═══ EXTRACTED DATA ═══

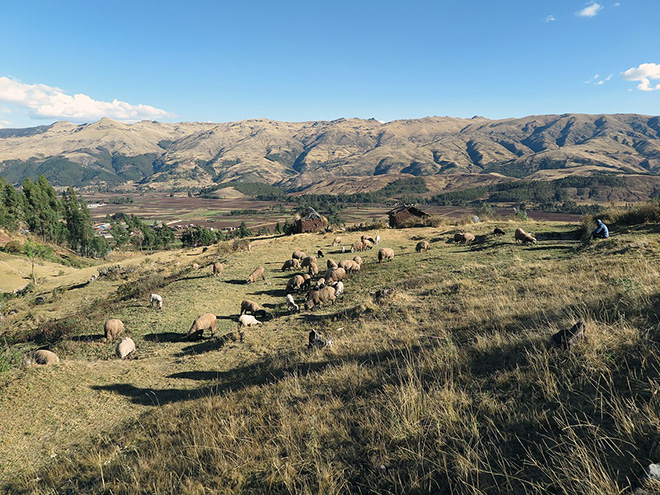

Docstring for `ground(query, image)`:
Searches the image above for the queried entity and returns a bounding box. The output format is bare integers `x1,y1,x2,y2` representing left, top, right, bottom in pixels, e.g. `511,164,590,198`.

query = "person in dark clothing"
591,218,610,239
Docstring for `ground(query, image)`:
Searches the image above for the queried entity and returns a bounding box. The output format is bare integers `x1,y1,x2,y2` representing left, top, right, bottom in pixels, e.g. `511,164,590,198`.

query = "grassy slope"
0,224,660,493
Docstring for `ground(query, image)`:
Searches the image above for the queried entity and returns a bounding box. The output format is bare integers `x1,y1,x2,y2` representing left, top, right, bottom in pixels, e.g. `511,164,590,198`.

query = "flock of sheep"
33,228,536,364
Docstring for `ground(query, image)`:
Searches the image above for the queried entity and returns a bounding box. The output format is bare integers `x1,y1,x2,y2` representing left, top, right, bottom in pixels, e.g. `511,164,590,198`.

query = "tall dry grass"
8,225,660,495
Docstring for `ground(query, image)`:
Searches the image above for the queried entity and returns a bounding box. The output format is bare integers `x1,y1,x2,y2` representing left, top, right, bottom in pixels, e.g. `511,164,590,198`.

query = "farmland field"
84,193,580,230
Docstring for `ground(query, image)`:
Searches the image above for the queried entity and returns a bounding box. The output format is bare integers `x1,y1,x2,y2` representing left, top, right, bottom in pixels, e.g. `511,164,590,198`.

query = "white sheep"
286,294,300,311
149,294,163,309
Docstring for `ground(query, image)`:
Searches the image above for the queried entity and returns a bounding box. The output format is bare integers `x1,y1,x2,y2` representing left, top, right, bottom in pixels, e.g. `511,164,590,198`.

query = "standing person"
591,218,610,239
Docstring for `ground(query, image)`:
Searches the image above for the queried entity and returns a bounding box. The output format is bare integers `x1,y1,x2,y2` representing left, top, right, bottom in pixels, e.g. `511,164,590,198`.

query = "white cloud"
575,2,603,17
0,77,173,122
621,63,660,91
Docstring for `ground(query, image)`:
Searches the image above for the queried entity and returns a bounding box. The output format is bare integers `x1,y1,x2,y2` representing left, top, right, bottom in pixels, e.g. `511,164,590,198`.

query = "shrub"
5,241,23,254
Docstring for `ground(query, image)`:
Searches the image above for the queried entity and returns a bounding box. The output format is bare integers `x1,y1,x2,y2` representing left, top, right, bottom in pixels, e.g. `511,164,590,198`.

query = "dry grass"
0,223,660,494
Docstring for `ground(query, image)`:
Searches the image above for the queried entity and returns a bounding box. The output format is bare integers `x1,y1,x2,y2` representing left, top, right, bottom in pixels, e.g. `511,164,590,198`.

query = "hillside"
0,114,660,192
0,222,660,495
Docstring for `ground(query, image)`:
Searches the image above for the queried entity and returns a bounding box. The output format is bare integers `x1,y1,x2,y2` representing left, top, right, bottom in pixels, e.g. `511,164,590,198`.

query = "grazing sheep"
241,299,266,317
513,228,536,244
552,320,587,350
103,318,124,342
32,349,60,364
245,266,266,284
305,285,337,310
186,313,218,339
300,256,316,268
282,258,300,272
415,241,431,253
213,263,225,277
351,241,364,253
286,274,305,293
325,268,346,284
454,232,474,244
238,315,263,342
286,294,300,311
115,337,135,359
149,294,163,309
378,248,394,263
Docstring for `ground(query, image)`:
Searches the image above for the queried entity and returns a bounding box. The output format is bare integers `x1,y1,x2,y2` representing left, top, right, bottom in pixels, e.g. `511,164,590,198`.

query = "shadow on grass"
142,332,186,343
175,332,237,357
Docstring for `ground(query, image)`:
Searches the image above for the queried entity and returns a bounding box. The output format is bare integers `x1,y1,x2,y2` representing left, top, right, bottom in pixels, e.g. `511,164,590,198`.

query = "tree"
23,241,53,285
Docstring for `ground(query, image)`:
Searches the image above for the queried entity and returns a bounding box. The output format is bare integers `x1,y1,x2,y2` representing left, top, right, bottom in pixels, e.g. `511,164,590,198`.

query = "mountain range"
0,114,660,196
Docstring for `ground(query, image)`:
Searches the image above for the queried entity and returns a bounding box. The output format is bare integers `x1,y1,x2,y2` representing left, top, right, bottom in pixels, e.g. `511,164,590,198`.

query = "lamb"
305,285,337,310
513,228,536,244
238,315,263,342
186,313,218,339
213,263,225,277
300,256,316,268
115,337,135,359
32,349,60,364
282,258,300,272
245,266,266,284
325,268,346,284
302,273,312,290
103,318,124,342
286,294,300,311
286,275,305,294
149,294,163,309
378,248,394,263
415,241,431,253
351,241,364,253
241,299,266,317
454,232,474,244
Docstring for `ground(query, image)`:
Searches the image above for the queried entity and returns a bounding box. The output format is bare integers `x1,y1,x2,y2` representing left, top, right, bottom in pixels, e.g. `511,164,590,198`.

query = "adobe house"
387,205,430,228
296,207,328,234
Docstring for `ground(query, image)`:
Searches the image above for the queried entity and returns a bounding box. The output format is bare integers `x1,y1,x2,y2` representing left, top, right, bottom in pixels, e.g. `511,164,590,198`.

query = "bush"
4,241,23,254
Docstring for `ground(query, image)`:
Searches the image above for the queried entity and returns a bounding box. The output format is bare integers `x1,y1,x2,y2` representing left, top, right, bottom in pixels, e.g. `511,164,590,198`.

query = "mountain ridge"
0,114,660,194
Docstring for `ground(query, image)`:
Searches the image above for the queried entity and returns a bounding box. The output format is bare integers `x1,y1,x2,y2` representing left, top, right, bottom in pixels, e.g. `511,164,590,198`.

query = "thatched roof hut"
387,205,430,228
296,207,328,234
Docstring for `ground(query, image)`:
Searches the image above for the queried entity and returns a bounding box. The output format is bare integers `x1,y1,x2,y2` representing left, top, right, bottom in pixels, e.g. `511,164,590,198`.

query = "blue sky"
0,0,660,128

═══

**EXERCISE GOAL:**
Reproduce all of the rows above verbatim, leaving out any pictures.

**SOLUTION FOR THIS EXERCISE:**
Docstring for `ground(query, image)`:
Searches the image above for the queried entity and returns a bounding box. The output format is bare integers `x1,y1,x2,y2` representing left, top, right, bottom in pixels, e.g. `511,164,590,198`.

query = "person in dark clothing"
591,218,610,239
Docstring for `ground(query, image)`:
Searches the image above for the queried entity and returns a bounding box. The output format is bare integers `x1,y1,x2,y2` representing left, top, right, bottom in pixels, e.g. `511,164,590,198`.

query = "grassy slope"
0,224,660,493
Docstring for `ground(query, image)`:
Searches the image above for the queried entity and returns a bounding box. The output format is bare integers `x1,y1,x2,y2` representing left, top, right, bottom in pixels, e.g. `511,164,590,198`.

query = "flock of sheep"
33,228,536,364
Docstring for `ground(query, image)`:
Searches the image above for the queried entity and returns a bounding box. The output format is bare integers `x1,y1,x2,y2` representing left, top, right, bottom in pixels, e.g. `511,164,590,198`.

query = "tall dry grass"
8,225,660,495
Docstring for `ground(query, image)`:
Searches the image above for the queried entity and returns a bounding box. The output format is bare integers `x1,y1,x2,y2` representing left, top, right, bottom in pixels, e.g. `511,164,590,198`.

query = "farmland field"
84,193,580,230
Docstring for `ground(query, image)`:
Searches the image above for the queried entity and returns a bounding box. The output format is bare integers `x1,y1,x2,y2` representing left, top, right, bottom in pixels, e.g. `511,164,590,198`.

query = "white sheep"
286,294,300,311
149,294,163,309
Docstring for `ground(query, image)`:
Searches the image above for the queried entity and returns a bounding box. The output format is bare integers `x1,y1,x2,y2` representing left, top, right, bottom in pixels, e.g. `511,164,590,198`.

query = "standing person"
591,218,610,239
Docstring for `ground(query, image)`:
Searches the image above for the queried entity and returns a bounding box. The output format is bare integers `x1,y1,x2,y2` representing left, top, right, bottom in pixels, e.g. `511,164,590,198`.

query = "white cloud"
575,2,603,17
0,77,173,122
621,63,660,91
Docstring for `ground(query, image)`:
Searches the image above for the queried entity and returns a bounding box. The output format is bare integers `x1,y1,x2,y2` representing left, top, right, bottom in pixels, e.g. `511,164,590,198`.

query = "shrub"
5,241,23,254
Docstring for `ground(query, image)`:
Searches the image above for the queried entity and returns a bounding box. The output format is bare integers `x1,y1,x2,y2` representing left, top, right, bottom in pixels, e.g. `511,164,590,198`.

query = "dry grass"
0,223,660,494
Docstring for `ground(query, image)`:
Searches the image above for the queried entity and returns a bounding box. The output format is bare integers `x1,y1,x2,y2` representing left, top, right, bottom in pixels, e.g. `511,164,590,198`.

query = "hillside"
0,114,660,192
0,222,660,495
Docstring for `ground(query, image)`:
Searches the image above for the queried entity and returns a bounding box. The output format is bare integers `x1,y1,x2,y2` representing left, top, right, bottom in pixels, e.g. `511,164,590,198`.

query = "grazing sheep"
241,299,266,317
513,228,536,244
552,320,587,350
103,318,124,342
32,349,60,364
245,266,266,284
305,285,337,310
186,313,218,339
300,256,316,268
282,258,300,272
415,241,431,253
213,263,225,277
351,241,364,253
286,274,305,293
325,268,346,284
454,232,474,244
238,315,263,342
286,294,300,311
115,337,135,359
149,294,163,309
378,248,394,263
Docstring for `ground(query, image)`:
Searches the image above for the queried entity and returns a bounding box. The output format is bare integers `x1,y1,x2,y2` representing left, top, right, bottom in pixels, e.g. `511,164,590,198`.

query = "shadow on grass"
142,332,186,343
175,332,237,357
Docstring for `ground(query, image)`:
Searches the image above for the queried entity and returns a bounding box. The output format is bare integers `x1,y1,x2,y2` representing left, top, right, bottom in pixels, e.g. `511,164,590,198`.

query = "tree"
23,241,53,285
Docstring for `ground(query, image)`:
Searches the image above for the queried entity and returns a bounding box. The output format is bare integers `x1,y1,x2,y2` representing left, top, right, bottom in pixels, e.g. `511,164,590,198`.

query = "mountain range"
0,114,660,196
Docstring for `ground(query, image)`:
Searches the image above for the queried entity and returns a bounding box. The output format is bare integers `x1,y1,x2,y2` representing left, top, right, bottom in pixels, e.g. `511,164,590,198`.

query = "lamb"
305,285,337,310
513,228,536,244
238,315,263,342
186,313,218,339
213,263,225,277
300,256,316,268
115,337,135,359
32,349,60,364
282,258,300,272
245,266,266,284
325,268,346,284
302,273,312,290
103,318,124,342
286,294,300,311
286,275,305,294
149,294,163,309
378,248,394,263
415,241,431,253
351,241,364,253
241,299,266,317
454,232,474,244
Docstring for `ground(query, image)`:
Searches the image above for the queried entity and returns a bounding box. The output format is bare integers `x1,y1,x2,y2` representing left, top, right, bottom in pixels, e.g. `511,164,590,198`.

query = "adobe house"
387,205,430,228
296,207,328,234
Docstring for `ground(query, image)`:
Searches the image above for the queried entity and returns a bounding box. The output format is bare integers `x1,y1,x2,y2` representing left, top, right, bottom in pixels, e.g. `511,164,590,198`.

query = "bush"
4,241,23,254
Docstring for `ground(query, image)`:
Searches the image above for the queried entity and returns a bounding box. The output format is bare integers `x1,y1,x2,y2` representing left, top, right, bottom in pixels, e.g. `511,164,590,198`.

query = "mountain ridge"
0,114,660,194
Docstring for `ground(query, image)`:
Searches the image above for the queried entity and returns a bounding box. The output format is bare integers `x1,y1,x2,y2` representing left, top, right, bottom in pixels, e.g. `511,164,590,198`.

query = "thatched roof hut"
387,205,430,228
296,207,328,234
Docstring for `ground(query, image)`:
Searches the image above for the queried entity and returns a bounding box. The output format is bare integers `x1,y1,x2,y2` representing left, top, right, bottom in pixels, e.g. `511,164,590,198`.

query = "blue sky"
0,0,660,128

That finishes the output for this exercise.